TASK GOAL:
Would you print every entry exactly as it appears?

PROVIDED RECORDS:

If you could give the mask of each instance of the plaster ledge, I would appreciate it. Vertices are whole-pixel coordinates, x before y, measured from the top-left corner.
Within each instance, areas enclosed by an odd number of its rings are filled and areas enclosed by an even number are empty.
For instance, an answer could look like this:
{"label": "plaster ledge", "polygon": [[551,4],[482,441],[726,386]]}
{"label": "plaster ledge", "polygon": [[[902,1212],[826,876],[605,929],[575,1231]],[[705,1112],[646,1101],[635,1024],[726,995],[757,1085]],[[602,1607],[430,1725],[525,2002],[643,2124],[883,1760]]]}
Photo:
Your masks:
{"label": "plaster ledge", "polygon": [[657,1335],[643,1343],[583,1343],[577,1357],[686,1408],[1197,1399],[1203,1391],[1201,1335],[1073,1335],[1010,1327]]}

SOLUTION TO THE PROBLEM:
If you could give the mask of each instance of the plaster ledge, I would appreciate it. Vertices are whole-pixel coordinates, x before y, measured from the top-left corner.
Within each instance, areas enclosed by an odd number of its rings are filled and areas enclosed by an even number are empty.
For instance, an answer could look like this:
{"label": "plaster ledge", "polygon": [[551,4],[482,441],[726,386]]}
{"label": "plaster ledge", "polygon": [[[902,1212],[826,876],[605,929],[575,1231]],[[705,1112],[646,1101],[635,1024],[726,995],[757,1085]],[[602,1607],[430,1725],[525,2002],[643,2124],[883,1760]]]}
Photo:
Your masks:
{"label": "plaster ledge", "polygon": [[657,1335],[643,1343],[583,1343],[577,1357],[686,1408],[1197,1399],[1203,1391],[1201,1335],[1073,1335],[1010,1327]]}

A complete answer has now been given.